Locate each line below that contains the word "beach", and copy those lines out in full.

Begin Task data

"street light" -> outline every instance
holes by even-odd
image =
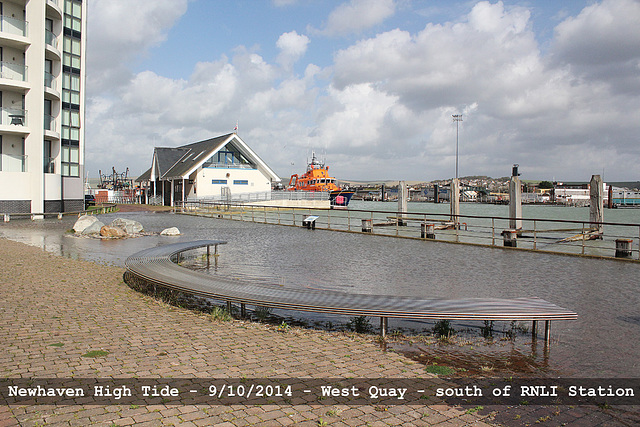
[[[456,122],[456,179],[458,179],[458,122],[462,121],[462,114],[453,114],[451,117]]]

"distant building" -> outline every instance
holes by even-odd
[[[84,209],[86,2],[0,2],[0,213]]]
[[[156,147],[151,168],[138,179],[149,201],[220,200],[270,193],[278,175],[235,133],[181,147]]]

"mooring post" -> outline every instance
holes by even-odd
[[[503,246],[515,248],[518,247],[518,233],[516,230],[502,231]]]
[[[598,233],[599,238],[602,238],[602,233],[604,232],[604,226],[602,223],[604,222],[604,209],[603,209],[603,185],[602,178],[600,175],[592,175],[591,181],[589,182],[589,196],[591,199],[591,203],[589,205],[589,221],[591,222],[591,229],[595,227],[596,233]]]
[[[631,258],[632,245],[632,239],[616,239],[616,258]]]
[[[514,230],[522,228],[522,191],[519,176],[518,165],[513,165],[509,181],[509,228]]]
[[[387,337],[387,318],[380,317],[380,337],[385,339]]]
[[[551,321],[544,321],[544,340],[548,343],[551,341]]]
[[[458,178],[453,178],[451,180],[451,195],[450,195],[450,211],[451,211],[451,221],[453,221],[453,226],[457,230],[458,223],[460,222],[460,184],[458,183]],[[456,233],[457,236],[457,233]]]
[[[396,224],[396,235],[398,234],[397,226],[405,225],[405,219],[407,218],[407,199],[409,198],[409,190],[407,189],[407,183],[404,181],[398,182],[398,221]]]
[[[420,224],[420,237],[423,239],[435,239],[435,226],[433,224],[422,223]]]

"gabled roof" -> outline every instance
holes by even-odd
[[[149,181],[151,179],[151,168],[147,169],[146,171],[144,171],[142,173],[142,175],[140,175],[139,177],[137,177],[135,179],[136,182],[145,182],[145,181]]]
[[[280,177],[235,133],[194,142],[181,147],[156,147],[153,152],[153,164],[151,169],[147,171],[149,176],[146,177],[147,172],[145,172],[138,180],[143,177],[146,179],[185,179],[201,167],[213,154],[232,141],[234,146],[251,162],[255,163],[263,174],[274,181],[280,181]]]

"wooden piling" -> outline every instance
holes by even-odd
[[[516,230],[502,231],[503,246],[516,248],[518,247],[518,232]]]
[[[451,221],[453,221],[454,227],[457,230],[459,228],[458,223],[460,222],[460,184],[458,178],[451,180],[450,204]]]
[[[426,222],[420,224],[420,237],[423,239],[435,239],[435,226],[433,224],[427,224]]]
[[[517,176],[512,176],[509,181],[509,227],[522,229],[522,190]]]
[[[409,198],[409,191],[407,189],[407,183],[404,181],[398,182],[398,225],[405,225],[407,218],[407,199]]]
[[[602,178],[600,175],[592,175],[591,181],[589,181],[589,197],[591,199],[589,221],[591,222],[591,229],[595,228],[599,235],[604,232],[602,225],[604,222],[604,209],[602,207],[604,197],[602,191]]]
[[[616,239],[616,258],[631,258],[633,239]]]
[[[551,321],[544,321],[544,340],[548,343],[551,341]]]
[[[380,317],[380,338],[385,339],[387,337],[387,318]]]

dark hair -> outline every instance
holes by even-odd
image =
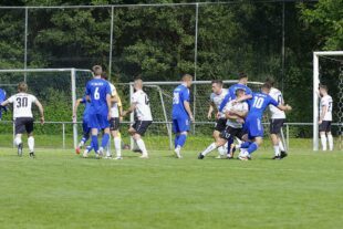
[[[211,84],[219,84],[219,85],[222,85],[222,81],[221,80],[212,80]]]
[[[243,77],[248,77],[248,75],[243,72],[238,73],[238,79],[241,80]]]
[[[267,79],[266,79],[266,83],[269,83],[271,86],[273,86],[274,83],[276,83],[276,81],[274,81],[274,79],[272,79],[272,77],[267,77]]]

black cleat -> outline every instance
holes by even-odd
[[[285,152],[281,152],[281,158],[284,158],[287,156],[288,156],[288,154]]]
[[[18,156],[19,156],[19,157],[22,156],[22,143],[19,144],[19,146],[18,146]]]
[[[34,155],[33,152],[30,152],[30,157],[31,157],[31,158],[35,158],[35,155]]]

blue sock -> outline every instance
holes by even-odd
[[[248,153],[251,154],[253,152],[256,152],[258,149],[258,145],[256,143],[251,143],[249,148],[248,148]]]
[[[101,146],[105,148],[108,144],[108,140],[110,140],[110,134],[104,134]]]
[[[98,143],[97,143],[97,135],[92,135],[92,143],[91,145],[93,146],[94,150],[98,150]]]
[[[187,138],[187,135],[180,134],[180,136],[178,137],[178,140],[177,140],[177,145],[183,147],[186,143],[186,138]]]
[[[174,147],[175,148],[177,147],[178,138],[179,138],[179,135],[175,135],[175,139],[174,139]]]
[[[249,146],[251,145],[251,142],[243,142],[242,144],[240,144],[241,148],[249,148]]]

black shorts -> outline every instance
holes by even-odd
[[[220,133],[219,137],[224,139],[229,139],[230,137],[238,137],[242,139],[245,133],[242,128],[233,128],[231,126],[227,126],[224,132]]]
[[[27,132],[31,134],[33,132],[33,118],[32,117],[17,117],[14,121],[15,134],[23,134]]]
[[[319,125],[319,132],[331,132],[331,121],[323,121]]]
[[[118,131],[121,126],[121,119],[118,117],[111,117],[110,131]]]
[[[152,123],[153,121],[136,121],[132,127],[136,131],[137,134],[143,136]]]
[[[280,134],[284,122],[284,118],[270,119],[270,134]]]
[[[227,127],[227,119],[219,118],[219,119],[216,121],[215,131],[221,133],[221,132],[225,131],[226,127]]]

End Task data
Begin Task data

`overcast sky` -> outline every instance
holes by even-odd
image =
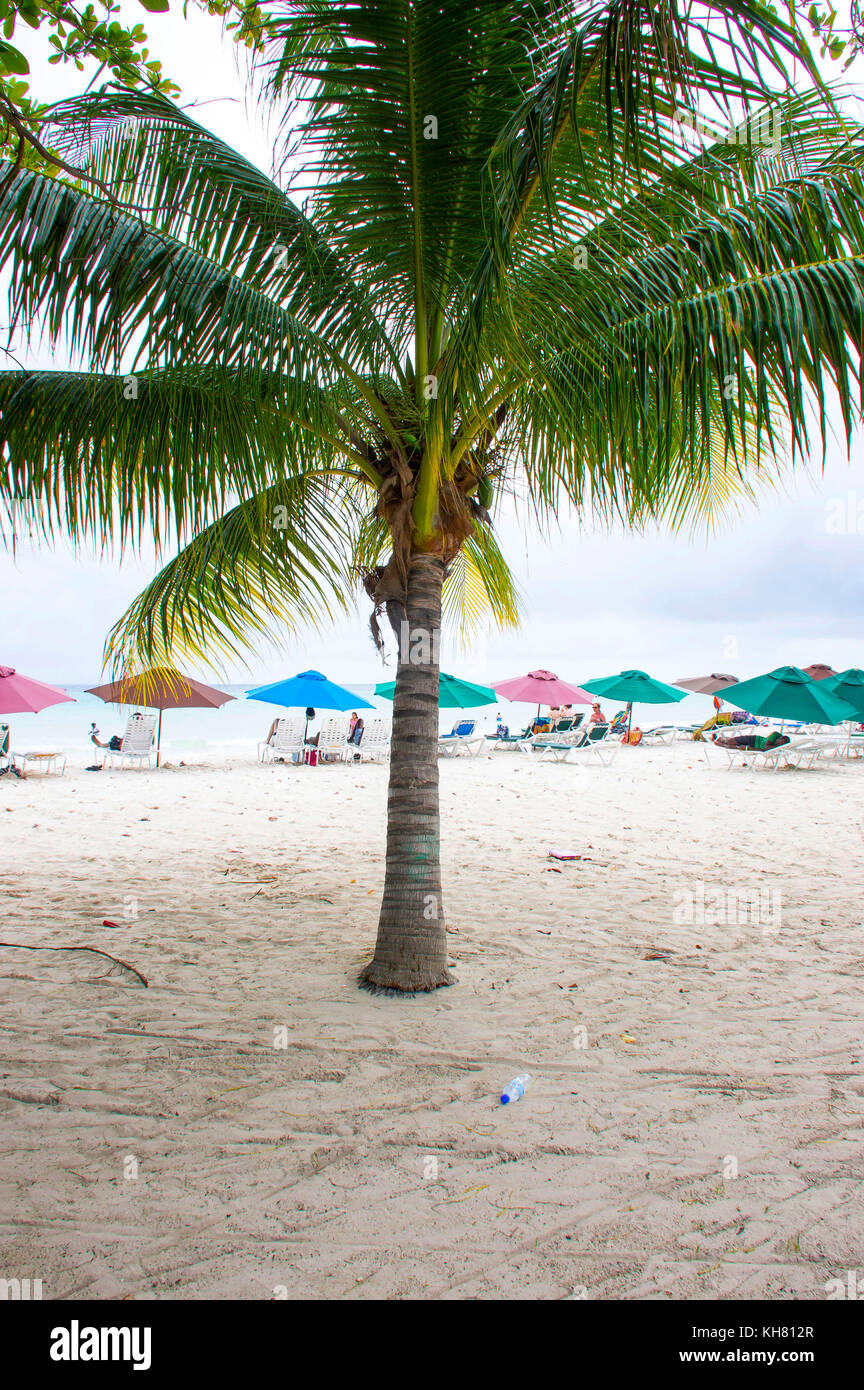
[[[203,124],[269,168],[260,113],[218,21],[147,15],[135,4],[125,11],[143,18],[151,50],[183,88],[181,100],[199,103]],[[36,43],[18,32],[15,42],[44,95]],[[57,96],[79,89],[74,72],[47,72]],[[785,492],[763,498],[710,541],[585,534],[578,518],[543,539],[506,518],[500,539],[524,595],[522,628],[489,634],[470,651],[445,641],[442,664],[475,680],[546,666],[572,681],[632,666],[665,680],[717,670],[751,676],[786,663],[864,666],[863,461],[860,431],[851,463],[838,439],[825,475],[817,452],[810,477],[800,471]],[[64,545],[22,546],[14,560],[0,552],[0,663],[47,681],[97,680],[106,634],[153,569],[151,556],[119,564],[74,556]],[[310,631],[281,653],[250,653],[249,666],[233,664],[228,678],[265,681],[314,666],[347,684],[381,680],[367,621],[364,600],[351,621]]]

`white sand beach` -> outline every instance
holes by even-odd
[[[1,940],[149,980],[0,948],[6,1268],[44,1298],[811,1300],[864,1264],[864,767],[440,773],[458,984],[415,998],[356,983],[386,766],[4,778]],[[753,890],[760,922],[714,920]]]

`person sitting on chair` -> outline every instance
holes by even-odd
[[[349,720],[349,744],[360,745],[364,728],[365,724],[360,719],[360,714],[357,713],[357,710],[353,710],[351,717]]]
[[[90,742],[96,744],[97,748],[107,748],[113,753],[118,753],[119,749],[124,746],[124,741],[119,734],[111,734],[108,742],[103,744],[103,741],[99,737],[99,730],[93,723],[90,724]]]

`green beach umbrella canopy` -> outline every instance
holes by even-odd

End Task data

- [Solution to this exercise]:
`white sand beach` -> outline every instance
`green beach umbrella canopy` -> outline every instance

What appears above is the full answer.